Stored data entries
....

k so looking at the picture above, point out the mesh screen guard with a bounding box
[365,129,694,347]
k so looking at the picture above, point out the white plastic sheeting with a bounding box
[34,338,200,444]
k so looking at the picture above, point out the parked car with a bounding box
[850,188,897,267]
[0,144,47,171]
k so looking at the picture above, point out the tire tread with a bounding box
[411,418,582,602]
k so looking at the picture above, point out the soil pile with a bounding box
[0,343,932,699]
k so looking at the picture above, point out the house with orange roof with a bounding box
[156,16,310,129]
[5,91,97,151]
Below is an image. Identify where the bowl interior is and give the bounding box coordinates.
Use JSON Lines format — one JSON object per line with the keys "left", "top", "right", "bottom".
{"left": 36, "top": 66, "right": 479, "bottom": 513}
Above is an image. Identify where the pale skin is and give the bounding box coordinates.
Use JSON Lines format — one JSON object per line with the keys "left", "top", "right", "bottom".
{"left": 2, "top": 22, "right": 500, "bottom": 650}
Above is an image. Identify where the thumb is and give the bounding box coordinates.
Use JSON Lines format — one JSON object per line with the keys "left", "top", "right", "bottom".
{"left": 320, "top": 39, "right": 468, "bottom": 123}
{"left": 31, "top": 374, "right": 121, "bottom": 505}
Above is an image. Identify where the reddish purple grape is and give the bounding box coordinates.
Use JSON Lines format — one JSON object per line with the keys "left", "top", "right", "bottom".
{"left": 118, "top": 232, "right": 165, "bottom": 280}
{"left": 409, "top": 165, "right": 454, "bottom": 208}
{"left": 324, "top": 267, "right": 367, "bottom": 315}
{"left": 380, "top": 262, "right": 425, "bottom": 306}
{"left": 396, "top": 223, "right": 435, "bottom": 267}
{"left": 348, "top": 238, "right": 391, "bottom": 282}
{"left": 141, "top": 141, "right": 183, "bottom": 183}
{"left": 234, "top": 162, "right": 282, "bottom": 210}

....

Repeat the entries above exactly, leaving nothing out.

Response to this task.
k so looking at the picture above, point out the mesh screen guard with a bounding box
[365,129,694,347]
k so looking at the picture above, point out the white plastic sheeting with a bounding box
[34,338,200,444]
k so looking at the picture above, point out the parked car with a bounding box
[850,188,897,267]
[0,144,47,171]
k so looking at the picture above, point out the tire tread with a bounding box
[411,418,582,602]
k so looking at the picture above, point out the soil pile with a bounding box
[0,343,932,699]
k so looking at the picture above, point out the house with orange roof with a bounding box
[156,16,310,129]
[5,91,97,151]
Below is an image. Identify where the bowl interior is and give the bounding box coordinates.
Use JSON Lines format — one JSON object per line with the keys "left", "top", "right", "bottom".
{"left": 36, "top": 66, "right": 479, "bottom": 513}
Above is an image. Identify where the pale skin is and give the bounding box coordinates.
Use JSON Lines format — one JSON object per line with the keys "left", "top", "right", "bottom".
{"left": 2, "top": 22, "right": 500, "bottom": 650}
Above is an image. Identify where the thumb is and give the bounding box coordinates.
Use JSON Lines format — one JSON object per line with the keys "left", "top", "right", "bottom".
{"left": 320, "top": 39, "right": 468, "bottom": 123}
{"left": 31, "top": 374, "right": 121, "bottom": 505}
Above is an image. Identify where the reddish purple grape is and give the bounding box coordinates.
Use JSON Lines format — one JSON object per line with the keys "left", "top", "right", "bottom".
{"left": 118, "top": 232, "right": 165, "bottom": 280}
{"left": 409, "top": 165, "right": 454, "bottom": 208}
{"left": 324, "top": 267, "right": 367, "bottom": 315}
{"left": 380, "top": 262, "right": 425, "bottom": 306}
{"left": 396, "top": 223, "right": 435, "bottom": 267}
{"left": 348, "top": 238, "right": 391, "bottom": 282}
{"left": 141, "top": 141, "right": 183, "bottom": 183}
{"left": 234, "top": 162, "right": 282, "bottom": 210}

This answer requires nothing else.